Reproduce the lines below word for word, with no changes.

## begin

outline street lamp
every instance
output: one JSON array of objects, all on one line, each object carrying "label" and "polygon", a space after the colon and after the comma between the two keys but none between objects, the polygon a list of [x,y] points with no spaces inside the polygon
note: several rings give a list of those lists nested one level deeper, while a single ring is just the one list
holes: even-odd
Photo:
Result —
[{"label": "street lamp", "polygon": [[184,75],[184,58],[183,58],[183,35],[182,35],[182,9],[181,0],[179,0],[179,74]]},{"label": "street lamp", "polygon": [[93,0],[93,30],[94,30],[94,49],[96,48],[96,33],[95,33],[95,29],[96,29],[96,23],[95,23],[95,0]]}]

## end

The result:
outline street lamp
every instance
output: one JSON array of objects, all on one line, each object carrying "label" and "polygon", a space after the colon and after the comma between the two keys but none between objects, the polygon a list of [x,y] points with no spaces inside the polygon
note: several rings give a list of those lists nested one level deeper, while a single ring is just the one list
holes: even-odd
Photo:
Result —
[{"label": "street lamp", "polygon": [[184,75],[184,58],[183,58],[183,35],[182,35],[182,9],[181,0],[179,0],[179,74]]},{"label": "street lamp", "polygon": [[93,0],[93,30],[94,30],[94,49],[96,48],[96,33],[95,33],[95,29],[96,29],[96,23],[95,23],[95,0]]}]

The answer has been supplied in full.